Lydia Simoneschi (4 April 1908 – 5 September 1981) was an Italian actress and voice actress. During her career, she gave her voice to actresses mainly during the Golden Ages.

Biography
Born in Rome and the daughter of silent film actor and director Carlo Simoneschi, she began her acting career when she was very young in Camillo Pilotto's stage company; in the early 1930s she made her film debut, but her inconspicuous physical appearance did not help her in front of the camera. However, her persuasive, passionate and sophisticated voice paved the way for her to become a voice actress.

From the early 1940s until the first half of the 1960s, Simoneschi became one of the most prominent Italian voice actresses, lending her voice to almost all the greatest Hollywood and European divas which include Barbara Stanwyck, Susan Hayward, Ingrid Bergman, Marlene Dietrich, Joan Crawford, Olivia de Havilland, Vivien Leigh and Maureen O'Hara. One of Simoneschi's main skills was that of being able to adapt very well to the different acting styles of the numerous actresses to whom she lent her voice. From 1964 she has also been a dubbing director and kept working in this environment until her retirement in 1976: in forty years of career as a voice actress, Simoneschi is estimated to have given her voice to over five thousand films.

Your tasks:
• 1. Answer these questions about the Lydia Simoneschi biography:
(a) In whose stage company did she begin her acting career?
(b) In what year did she retire?
(c) To how many films is she estimated to have given her voice?
• 2. Write out a passage of the Lydia Simoneschi biography again with "Golden Ages" switched to "classic Hollywood era". Begin at the words "Lydia Simoneschi (4" and stop after "the Golden Ages.".

Stored data:
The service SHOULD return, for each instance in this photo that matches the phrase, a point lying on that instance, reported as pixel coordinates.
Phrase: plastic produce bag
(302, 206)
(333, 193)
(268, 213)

Solutions for each task:
• 1.
(a) Camillo Pilotto's
(b) 1976
(c) Over five thousand

• 2.
Lydia Simoneschi (4 April 1908 – 5 September 1981) was an Italian actress and voice actress. During her career, she gave her voice to actresses mainly during the classic Hollywood era.